- [WORK TO DO]:
Return all of the entries exactly as written.

Collected data entries:
#####

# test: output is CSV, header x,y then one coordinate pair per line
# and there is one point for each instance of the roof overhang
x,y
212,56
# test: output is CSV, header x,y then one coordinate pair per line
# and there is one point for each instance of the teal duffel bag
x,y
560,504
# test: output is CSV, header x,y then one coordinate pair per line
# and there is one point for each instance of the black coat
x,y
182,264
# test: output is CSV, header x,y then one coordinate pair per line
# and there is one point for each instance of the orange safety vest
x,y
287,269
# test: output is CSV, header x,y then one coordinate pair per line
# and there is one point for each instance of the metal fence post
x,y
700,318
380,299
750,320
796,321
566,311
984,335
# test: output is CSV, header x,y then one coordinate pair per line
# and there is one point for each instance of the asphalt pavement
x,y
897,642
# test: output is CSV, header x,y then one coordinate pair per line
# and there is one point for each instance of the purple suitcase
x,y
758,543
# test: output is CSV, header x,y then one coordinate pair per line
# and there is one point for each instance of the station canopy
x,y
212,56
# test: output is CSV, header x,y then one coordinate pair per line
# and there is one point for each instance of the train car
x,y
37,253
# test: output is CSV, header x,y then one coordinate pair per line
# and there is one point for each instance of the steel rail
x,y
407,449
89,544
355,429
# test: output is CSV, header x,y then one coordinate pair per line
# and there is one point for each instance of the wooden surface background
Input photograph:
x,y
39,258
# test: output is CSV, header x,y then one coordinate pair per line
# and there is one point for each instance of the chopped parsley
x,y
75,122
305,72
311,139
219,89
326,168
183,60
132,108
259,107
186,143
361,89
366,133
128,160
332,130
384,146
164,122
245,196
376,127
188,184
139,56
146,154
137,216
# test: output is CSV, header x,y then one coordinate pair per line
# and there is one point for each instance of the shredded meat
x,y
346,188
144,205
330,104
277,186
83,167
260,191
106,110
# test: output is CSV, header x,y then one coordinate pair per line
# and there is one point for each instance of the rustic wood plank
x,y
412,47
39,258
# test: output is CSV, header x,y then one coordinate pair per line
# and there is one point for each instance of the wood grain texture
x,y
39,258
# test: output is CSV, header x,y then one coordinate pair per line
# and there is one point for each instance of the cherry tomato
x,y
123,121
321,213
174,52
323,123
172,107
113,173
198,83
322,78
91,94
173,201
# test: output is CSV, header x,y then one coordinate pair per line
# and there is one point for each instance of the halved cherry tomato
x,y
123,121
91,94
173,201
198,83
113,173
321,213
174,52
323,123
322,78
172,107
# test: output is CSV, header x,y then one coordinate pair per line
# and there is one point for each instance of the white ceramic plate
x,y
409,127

#####

- [FINISHED EXERCISE]:
# test: output is CSV, header x,y then one coordinate pair per line
# and there is one point for each instance of the roof overhang
x,y
212,56
# test: output is CSV, header x,y then one coordinate pair per line
# and there is one point for each instance of the teal duffel bag
x,y
560,504
# test: output is CSV, header x,y then one coordinate pair per line
# and there is one point for each instance of the black coat
x,y
182,264
# test: output is CSV, header x,y then one coordinate pair per line
# and there is one point for each instance of the orange safety vest
x,y
287,269
# test: output is CSV, header x,y then one coordinate pair per line
# and there is one point for each instance of the metal fence post
x,y
700,318
380,299
750,320
796,321
566,311
984,335
# test: output is CSV, header x,y then one coordinate pair per line
# and there is one point for each instance of the asphalt pavement
x,y
897,642
# test: output is CSV, header x,y then one coordinate pair per line
# and there is one point for each instance of the purple suitcase
x,y
758,543
# test: output is CSV, header x,y then one coordinate pair per line
# and there is one point for each instance of the station canopy
x,y
212,56
# test: output is CSV, header x,y then one coordinate pair per line
# and there is one point for each instance of the train car
x,y
37,253
# test: output is CSV, header x,y then one coordinate pair per line
# and there is one point for each instance of the steel rail
x,y
407,449
89,544
355,429
# test: output is CSV, header x,y then one coordinate pair per line
# and there is one point for each instance of the wooden surface background
Input photograph:
x,y
39,258
# test: output is CSV, header x,y then one coordinate pair per line
# and there is one point for each instance of the chopped parsley
x,y
75,122
305,72
311,139
219,89
326,168
183,60
132,108
259,107
186,143
361,89
366,133
128,160
332,130
384,146
164,122
245,196
376,127
188,184
139,56
146,154
137,216
# test: output is CSV, header x,y then one coordinate pair per line
# and there is one point for each instance of the shredded meat
x,y
346,188
144,205
330,104
277,186
83,167
260,191
106,110
# test: output is CSV, header x,y then one coordinate pair per line
# and there is one point for each instance of the rustic wood plank
x,y
412,47
39,258
# test: output is CSV, header x,y then one coordinate pair per line
# and there is one point for each instance of the wood grain texture
x,y
39,258
# test: output is CSV, header x,y then one coordinate pair per line
# and there is one point for each instance of the cherry tomato
x,y
123,121
321,213
174,52
323,123
172,107
113,173
198,83
322,78
91,94
173,201
# test: output is CSV, header x,y then one coordinate pair per line
# and there is one point for each instance of the halved cherry tomato
x,y
123,121
91,94
173,201
198,83
113,173
321,213
174,52
323,123
322,78
172,107
# test: output is CSV, header x,y then one coordinate pair per line
# and there is one point for each instance of the white ceramic plate
x,y
409,127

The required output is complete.